→ TASK BRIEF
Only the lines containing "cliff" belong in the answer; find them in the material below.

→ DATA EXCERPTS

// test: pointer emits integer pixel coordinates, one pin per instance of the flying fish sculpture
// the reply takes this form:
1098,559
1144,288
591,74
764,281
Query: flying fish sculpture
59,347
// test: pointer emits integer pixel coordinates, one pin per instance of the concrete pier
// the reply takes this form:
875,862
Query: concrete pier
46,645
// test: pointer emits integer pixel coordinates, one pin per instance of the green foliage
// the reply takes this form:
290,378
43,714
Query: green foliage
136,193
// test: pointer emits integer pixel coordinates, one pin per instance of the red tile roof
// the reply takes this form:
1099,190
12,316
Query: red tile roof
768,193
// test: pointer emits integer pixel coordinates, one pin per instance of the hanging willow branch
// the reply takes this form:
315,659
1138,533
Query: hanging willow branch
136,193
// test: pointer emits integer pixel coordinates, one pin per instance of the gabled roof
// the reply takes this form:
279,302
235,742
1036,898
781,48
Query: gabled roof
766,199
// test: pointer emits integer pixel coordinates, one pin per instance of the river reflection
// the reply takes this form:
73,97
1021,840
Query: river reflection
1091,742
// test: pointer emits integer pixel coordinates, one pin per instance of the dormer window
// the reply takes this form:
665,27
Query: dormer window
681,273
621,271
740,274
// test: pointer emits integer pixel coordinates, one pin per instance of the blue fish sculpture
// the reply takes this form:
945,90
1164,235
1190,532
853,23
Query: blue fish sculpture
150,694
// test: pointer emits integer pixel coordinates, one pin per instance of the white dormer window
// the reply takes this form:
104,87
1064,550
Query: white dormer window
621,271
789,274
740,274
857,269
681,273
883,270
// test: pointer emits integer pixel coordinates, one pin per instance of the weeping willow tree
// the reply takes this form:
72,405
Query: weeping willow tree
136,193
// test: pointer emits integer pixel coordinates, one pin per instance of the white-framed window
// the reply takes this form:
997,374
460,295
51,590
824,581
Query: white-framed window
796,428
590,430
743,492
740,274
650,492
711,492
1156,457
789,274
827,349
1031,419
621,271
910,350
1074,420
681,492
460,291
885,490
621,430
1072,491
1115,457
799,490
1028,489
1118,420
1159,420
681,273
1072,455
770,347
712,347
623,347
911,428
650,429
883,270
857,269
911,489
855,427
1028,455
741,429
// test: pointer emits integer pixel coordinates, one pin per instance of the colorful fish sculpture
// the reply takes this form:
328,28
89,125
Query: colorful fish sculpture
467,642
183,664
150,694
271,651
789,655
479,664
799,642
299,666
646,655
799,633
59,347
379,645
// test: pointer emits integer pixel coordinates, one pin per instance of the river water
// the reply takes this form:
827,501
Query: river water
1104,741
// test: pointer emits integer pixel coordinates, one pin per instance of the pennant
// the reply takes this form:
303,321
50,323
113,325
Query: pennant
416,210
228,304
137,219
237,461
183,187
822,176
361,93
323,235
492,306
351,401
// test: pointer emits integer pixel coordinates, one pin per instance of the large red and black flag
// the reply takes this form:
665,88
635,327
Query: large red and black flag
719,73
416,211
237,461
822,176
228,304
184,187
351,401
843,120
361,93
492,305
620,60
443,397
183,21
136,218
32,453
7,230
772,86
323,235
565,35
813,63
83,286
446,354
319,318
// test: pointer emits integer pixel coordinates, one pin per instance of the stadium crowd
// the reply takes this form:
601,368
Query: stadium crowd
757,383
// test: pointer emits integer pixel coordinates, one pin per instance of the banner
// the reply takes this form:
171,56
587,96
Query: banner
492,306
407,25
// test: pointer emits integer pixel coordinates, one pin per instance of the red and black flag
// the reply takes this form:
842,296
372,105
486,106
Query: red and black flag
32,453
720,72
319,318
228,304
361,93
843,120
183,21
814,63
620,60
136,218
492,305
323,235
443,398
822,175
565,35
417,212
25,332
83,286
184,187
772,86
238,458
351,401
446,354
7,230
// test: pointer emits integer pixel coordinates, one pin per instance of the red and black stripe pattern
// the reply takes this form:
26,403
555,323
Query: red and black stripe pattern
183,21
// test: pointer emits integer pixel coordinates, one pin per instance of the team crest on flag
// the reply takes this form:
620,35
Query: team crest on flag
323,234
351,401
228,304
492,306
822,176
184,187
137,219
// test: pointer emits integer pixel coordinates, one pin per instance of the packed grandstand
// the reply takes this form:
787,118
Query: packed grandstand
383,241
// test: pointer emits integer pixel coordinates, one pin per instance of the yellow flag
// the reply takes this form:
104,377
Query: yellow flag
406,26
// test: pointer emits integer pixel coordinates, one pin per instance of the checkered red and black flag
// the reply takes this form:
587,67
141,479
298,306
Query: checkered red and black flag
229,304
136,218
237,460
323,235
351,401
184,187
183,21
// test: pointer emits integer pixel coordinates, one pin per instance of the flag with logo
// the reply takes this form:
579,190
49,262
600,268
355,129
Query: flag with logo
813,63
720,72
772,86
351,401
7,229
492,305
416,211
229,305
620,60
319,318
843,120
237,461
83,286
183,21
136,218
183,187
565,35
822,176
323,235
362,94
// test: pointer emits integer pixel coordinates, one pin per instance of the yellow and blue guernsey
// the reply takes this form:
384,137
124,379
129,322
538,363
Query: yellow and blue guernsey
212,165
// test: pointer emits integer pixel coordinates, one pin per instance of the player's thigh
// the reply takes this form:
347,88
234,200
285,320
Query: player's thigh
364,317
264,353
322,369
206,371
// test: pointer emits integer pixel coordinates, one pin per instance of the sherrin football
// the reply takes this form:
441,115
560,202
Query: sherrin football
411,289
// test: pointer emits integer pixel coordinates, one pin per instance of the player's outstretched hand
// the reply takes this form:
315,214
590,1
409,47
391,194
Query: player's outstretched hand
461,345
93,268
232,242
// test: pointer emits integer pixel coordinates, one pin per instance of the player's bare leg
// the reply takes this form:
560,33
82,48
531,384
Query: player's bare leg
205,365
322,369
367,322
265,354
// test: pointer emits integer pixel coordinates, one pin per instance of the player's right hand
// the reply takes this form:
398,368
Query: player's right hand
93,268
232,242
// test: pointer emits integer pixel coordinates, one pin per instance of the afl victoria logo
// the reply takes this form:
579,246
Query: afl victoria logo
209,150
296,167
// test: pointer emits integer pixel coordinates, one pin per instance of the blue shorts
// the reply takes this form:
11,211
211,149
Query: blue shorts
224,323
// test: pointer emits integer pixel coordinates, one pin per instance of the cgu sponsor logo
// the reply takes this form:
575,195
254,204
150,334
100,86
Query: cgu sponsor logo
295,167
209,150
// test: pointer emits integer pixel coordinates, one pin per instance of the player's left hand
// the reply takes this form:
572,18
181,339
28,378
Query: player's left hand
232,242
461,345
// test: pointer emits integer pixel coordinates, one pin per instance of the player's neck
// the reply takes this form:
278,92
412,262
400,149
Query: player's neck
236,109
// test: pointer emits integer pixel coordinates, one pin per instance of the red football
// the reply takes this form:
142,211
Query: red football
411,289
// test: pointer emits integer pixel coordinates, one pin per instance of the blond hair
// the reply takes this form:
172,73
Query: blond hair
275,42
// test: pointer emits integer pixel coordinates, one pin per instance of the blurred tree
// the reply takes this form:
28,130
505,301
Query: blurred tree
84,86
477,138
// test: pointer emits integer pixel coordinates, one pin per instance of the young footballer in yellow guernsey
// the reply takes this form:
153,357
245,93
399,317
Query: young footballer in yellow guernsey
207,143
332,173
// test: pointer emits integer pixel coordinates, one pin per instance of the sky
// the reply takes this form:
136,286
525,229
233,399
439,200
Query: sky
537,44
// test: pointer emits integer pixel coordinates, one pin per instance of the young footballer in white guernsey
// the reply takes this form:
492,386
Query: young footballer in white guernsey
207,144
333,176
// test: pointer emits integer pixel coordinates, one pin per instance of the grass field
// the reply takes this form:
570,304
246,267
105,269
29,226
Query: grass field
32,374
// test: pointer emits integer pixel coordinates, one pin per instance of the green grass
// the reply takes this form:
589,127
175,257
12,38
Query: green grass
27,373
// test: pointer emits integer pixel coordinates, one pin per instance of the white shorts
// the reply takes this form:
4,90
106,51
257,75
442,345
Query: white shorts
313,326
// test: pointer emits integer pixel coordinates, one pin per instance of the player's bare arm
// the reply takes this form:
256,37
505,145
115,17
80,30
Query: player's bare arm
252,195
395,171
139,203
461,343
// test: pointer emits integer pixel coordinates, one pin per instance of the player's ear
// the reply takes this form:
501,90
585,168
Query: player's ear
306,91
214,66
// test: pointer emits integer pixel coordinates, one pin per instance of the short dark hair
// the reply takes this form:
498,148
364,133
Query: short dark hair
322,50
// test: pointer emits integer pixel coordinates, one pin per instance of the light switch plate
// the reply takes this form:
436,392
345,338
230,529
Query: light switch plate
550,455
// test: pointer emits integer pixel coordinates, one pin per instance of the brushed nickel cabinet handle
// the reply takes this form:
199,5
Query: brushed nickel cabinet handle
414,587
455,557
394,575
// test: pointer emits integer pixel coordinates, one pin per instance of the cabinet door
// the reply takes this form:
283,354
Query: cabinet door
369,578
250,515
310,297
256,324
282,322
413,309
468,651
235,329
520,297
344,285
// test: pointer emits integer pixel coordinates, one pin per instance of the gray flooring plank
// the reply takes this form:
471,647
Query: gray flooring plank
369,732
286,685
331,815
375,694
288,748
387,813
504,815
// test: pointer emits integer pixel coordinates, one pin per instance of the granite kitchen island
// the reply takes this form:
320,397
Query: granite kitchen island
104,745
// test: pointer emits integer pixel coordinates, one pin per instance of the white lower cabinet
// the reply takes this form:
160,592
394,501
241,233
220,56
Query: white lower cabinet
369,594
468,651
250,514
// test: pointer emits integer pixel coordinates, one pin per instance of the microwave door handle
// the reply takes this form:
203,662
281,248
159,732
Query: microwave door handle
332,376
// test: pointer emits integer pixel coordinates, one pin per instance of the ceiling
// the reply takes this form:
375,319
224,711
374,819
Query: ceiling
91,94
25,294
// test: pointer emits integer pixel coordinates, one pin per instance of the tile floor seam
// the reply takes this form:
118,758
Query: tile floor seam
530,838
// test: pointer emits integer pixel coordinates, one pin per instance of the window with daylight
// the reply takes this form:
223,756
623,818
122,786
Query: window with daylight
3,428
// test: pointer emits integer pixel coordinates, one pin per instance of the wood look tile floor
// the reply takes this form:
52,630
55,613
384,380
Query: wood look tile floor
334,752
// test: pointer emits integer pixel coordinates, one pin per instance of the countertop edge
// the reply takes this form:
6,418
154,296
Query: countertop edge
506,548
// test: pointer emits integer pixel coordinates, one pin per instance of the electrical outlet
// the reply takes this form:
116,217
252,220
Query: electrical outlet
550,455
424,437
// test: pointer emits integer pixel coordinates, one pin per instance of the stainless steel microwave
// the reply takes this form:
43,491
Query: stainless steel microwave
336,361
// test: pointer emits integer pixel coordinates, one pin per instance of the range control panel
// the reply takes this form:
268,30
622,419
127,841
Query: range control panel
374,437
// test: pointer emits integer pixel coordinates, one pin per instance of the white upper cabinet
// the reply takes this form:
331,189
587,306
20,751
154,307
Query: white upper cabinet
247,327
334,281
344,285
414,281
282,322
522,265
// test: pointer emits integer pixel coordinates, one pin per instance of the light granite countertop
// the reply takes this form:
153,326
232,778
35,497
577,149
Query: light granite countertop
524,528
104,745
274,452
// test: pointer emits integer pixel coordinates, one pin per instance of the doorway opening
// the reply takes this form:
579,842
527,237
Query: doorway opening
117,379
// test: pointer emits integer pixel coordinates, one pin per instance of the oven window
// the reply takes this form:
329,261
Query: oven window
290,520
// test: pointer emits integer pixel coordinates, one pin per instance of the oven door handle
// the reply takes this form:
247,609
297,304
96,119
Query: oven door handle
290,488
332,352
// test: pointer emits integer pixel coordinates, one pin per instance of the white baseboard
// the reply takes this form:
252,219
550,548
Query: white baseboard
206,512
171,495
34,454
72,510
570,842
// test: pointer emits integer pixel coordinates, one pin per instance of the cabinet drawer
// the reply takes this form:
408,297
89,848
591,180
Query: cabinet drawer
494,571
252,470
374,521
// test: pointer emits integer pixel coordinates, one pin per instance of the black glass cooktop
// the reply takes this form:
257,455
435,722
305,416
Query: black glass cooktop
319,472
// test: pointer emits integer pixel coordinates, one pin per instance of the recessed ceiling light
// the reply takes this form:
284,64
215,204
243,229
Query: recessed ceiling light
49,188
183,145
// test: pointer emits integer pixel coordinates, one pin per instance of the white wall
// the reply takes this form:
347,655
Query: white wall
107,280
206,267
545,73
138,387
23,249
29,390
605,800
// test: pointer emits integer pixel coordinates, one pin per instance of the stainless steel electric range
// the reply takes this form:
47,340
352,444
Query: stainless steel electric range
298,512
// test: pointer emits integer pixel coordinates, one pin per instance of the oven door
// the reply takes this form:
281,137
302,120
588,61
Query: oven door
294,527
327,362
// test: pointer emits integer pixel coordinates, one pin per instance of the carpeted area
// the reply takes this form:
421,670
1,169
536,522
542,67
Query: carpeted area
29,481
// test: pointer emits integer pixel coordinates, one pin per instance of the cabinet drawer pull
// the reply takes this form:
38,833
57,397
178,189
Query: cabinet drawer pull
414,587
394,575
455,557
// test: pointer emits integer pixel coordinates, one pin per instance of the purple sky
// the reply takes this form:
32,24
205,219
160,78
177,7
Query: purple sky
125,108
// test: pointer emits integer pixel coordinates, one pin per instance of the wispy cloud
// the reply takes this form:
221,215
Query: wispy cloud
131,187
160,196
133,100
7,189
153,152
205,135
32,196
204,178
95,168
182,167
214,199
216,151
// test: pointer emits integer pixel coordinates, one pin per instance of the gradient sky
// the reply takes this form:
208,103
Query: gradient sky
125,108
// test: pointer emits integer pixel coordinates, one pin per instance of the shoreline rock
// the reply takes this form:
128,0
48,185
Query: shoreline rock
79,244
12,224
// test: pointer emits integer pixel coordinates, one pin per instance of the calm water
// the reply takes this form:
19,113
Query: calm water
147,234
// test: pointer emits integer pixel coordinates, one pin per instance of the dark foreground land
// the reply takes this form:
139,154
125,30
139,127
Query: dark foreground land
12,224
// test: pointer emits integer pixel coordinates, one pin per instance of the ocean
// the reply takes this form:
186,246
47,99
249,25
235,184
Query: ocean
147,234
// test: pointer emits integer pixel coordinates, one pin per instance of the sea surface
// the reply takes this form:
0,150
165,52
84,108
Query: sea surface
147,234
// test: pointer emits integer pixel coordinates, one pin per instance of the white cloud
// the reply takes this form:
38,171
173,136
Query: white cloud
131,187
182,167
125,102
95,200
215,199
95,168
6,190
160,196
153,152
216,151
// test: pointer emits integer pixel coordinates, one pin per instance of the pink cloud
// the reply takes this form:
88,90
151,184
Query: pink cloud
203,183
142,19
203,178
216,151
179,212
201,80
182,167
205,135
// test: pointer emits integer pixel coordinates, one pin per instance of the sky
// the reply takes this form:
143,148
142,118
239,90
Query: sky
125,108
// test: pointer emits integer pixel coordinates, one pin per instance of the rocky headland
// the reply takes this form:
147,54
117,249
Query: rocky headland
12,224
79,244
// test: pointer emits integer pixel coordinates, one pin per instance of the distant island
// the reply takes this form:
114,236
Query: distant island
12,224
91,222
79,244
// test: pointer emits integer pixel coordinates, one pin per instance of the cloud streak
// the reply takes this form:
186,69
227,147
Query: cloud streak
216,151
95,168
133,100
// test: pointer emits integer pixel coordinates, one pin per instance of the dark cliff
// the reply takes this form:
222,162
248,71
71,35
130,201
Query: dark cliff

→ ANSWER TO THIS TASK
// test: pointer emits integer pixel coordinates, one pin per instance of the dark cliff
Query: dark cliff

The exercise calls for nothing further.